## Task brief:
Could you please output all of the records exactly?

Point localization data
==*==

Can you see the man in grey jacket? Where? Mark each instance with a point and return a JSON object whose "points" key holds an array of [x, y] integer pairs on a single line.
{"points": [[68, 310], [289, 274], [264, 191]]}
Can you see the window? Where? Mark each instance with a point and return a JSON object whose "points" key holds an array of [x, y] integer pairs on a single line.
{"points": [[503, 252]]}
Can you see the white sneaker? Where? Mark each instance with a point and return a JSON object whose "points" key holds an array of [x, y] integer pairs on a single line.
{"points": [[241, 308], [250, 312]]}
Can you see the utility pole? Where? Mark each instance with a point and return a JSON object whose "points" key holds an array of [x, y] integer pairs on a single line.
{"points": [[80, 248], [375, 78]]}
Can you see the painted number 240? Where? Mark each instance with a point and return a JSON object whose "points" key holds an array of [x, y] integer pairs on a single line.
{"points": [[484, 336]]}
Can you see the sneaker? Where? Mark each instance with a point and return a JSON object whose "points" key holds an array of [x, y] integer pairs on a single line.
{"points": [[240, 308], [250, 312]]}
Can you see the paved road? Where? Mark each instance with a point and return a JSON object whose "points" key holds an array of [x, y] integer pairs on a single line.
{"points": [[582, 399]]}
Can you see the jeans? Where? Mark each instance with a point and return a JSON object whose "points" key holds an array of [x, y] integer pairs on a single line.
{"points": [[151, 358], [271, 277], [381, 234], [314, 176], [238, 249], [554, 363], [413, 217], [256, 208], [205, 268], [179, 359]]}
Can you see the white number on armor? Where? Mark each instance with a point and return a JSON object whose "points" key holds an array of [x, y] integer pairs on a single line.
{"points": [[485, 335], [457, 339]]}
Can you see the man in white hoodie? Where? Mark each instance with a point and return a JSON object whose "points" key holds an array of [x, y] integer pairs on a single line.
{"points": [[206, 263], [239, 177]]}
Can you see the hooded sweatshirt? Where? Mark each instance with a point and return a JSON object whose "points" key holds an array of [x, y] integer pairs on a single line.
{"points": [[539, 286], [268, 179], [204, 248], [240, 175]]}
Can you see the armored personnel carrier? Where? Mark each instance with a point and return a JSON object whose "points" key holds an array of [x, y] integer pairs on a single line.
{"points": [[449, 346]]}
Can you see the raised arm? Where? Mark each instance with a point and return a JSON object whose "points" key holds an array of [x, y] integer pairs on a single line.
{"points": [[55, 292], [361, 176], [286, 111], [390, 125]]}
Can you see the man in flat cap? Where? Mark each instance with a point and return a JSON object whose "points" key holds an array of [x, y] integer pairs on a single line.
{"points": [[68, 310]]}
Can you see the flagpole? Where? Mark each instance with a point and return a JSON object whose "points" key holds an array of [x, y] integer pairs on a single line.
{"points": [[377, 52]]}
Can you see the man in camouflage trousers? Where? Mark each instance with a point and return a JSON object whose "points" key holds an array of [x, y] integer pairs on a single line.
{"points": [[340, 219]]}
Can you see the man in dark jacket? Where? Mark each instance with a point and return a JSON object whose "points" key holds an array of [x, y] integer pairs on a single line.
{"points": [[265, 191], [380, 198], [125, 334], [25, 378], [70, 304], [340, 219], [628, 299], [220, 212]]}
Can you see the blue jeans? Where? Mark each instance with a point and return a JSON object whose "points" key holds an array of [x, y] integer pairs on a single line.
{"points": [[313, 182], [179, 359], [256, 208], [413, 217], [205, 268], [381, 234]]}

==*==

## Answer area:
Can you see the man in grey jacket? Where? Mark each instance with a point and return a JSON object whose "points" key holds an array of [x, y] integer pairs on a single line.
{"points": [[68, 310], [289, 274], [264, 191]]}
Can you see the window? Where? Mark each instance with a point and return a JSON object whose "points" key holds an array of [x, y] integer pairs on a single line.
{"points": [[503, 252]]}
Can you see the white sneaker? Where? Mark each instance with a point and return a JSON object whose "points" key holds an array of [x, y] integer pairs on a single line.
{"points": [[241, 308], [250, 312]]}
Can you see the utility pole? Where? Mark each instance with a point and return a JSON object whose "points" key holds an array of [x, y] integer pairs on a single line.
{"points": [[80, 248], [375, 78]]}
Can you see the painted number 240? Where? Mark each instance with a point and return a JSON object whose "points" key holds an array of [x, y] integer pairs on a single line.
{"points": [[484, 336]]}
Can you see the sneaker? Where? Mark each instance with a point and return a JSON object whose "points" key holds an array of [x, y] integer pairs on a single line.
{"points": [[240, 308], [250, 312]]}
Can you see the paved road? Where? Mark each instance with a point and return a JSON object whose "points" key holds an array of [x, y] integer pairs on a single line.
{"points": [[582, 399]]}
Can you see the jeans? Where? Mark each instance with a point and return a JSON object whose "points" key holds an array of [x, y] integer pairs on a single line.
{"points": [[151, 358], [271, 277], [381, 234], [314, 176], [238, 249], [554, 363], [413, 217], [256, 208], [205, 268], [179, 359]]}
Can you see the white number on armor? Where? Mark each instance with a point and return a JSON object whose "points" key holds an array of [x, y] integer pairs on a single line.
{"points": [[485, 335], [457, 339]]}
Can you see the man in white hoodie? Where? Mark each instance with a point and return a JSON object whose "points" key holds an array of [x, y] integer pairs on a single line.
{"points": [[206, 263], [239, 177]]}
Can you see the hooded sweatshirt? Where? Mark each instance with a point and return a JSON object whose "points" key holds an array of [x, y] integer pairs on a single line.
{"points": [[539, 286], [268, 179], [204, 248], [240, 175]]}
Can you see the armored personnel carrier? Where? Mark each instance with a point and return a JSON object whose "points" key holds an array of [x, y] integer pairs on a single line.
{"points": [[449, 346]]}
Can you see the raised arm? Where? Mark each instance with a point and return a JSON object whose "points" key holds an array of [x, y] integer pairs on a single line.
{"points": [[55, 292], [361, 176], [286, 111], [390, 125]]}
Can you see the man in flat cap? Where? Mark each instance with a point and return a JSON object whose "points" key holds an array of [x, y] integer pairs on a single line.
{"points": [[68, 310]]}
Can you see the flagpole? Where? Mark each instance with a point and return a JSON object whose "points" key holds an array of [x, y] integer pairs on a single line.
{"points": [[377, 52]]}
Can you see the man in camouflage trousers? Where? Mark each instance with a point and return a JSON object whose "points" key holds an array of [x, y] integer pairs on a single line.
{"points": [[340, 219]]}
Can you see the man in dark jacket? Where? Mark each instance with a point and return a JSON object whose "points" key holds an array of [x, y] integer pairs on a single line.
{"points": [[265, 191], [380, 198], [125, 334], [25, 378], [70, 304], [340, 219], [628, 299], [220, 212]]}
Can you see the blue jeans? Where? Mark each instance with a point and return a JSON object whose "points" key holds an array of [x, y] integer pairs on a single line.
{"points": [[313, 182], [179, 359], [256, 208], [413, 217], [205, 268], [381, 234]]}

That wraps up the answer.